_Page_.
Overview of the Top 5 HR priorities of 2023
Top 5 priorities for HR in 2023

Leader and manager effectiveness is the largest priority for 2023 – we have to equip managers with the skills to lead people, no matter where they are. Location should be irrelevant. And if this is new for your company, it might be an idea to have a CRO for a defined period, to get everything in place and create a great remote experience. But I wouldn’t recommend this as a long term strategy: remote workers are part of the team, and should be treated as such by leaders and managers. They should be represented at board level, but not require a full-time advocate. You don’t split your Chief Revenue Officer in Enterprise clients and Small Business clients either, do you?

It makes more sense to have this position filled at the level below the CHRO, and make it a temporary position until it’s people business as usual. Do you have a Chief Remote Officer or are you thinking of hiring one? Let me know what your experience is!

Do you even need Payroll People?

Yes, this is a hypothetical question! I know how important the payroll team is. But it seems not everyone is convinced of their critical contribution to the business, and we’re seeing that experiment in action at Twitter. Their whole payroll team left last Friday. And while we won’t see the fall out until the next round of salary payments, it sparked a debate on Twitter. Why did they even have a payroll team: don’t they use payroll software? And why isn’t payroll automated or outsourced?

I put together a short overview of the tweets questioning the necessity of employing payroll people. Read it and weep. But also: what will it mean if the next payroll is delivered accurately and timely???

HR Tech Investments in 2022

I’m going to call it: 2022 will be a good year for HR Tech funding, but not as great as 2021, when companies raised $12.3B. Unless we get a few surprises, we’ll probably end the year around $10B. Is that a problem? I don’t think so. 2021 was over the top, and too much money went to companies that were not ready. With all the attention on labor shortages and employee satisfaction, investors were afraid of missing out on the next big thing. Most of these companies are still around, but with rising interest rates and economic headwinds, customers are reviewing their costs. I expect to see contract terminations, especially for point solutions. This is not HR specific, it’s happening in all business lines.

M&A activities are sharply up, and by the end of 2023 we’ll have fewer independent HR Tech companies. Some of these point solutions are simply too niche and won’t survive as stand-alone businesses. And while a best-of-breed strategy can be useful, CHROs don’t want or need a point solution per service. It’s easier to have a focused solution that covers a few adjacencies in an integrated way. You’ll receive a write-up of this topic in the first newsletter of the year, including detailed charts and services overviews.

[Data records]
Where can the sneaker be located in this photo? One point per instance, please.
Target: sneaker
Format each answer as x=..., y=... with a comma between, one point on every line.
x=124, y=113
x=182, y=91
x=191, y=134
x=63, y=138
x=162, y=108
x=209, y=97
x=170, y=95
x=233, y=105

_What needs to be done_.
Write out the passage of the HR priorities text from "Do you even" to "accurately and timely???".

_The result_.
Do you even need Payroll People?

Yes, this is a hypothetical question! I know how important the payroll team is. But it seems not everyone is convinced of their critical contribution to the business, and we’re seeing that experiment in action at Twitter. Their whole payroll team left last Friday. And while we won’t see the fall out until the next round of salary payments, it sparked a debate on Twitter. Why did they even have a payroll team: don’t they use payroll software? And why isn’t payroll automated or outsourced?

I put together a short overview of the tweets questioning the necessity of employing payroll people. Read it and weep. But also: what will it mean if the next payroll is delivered accurately and timely???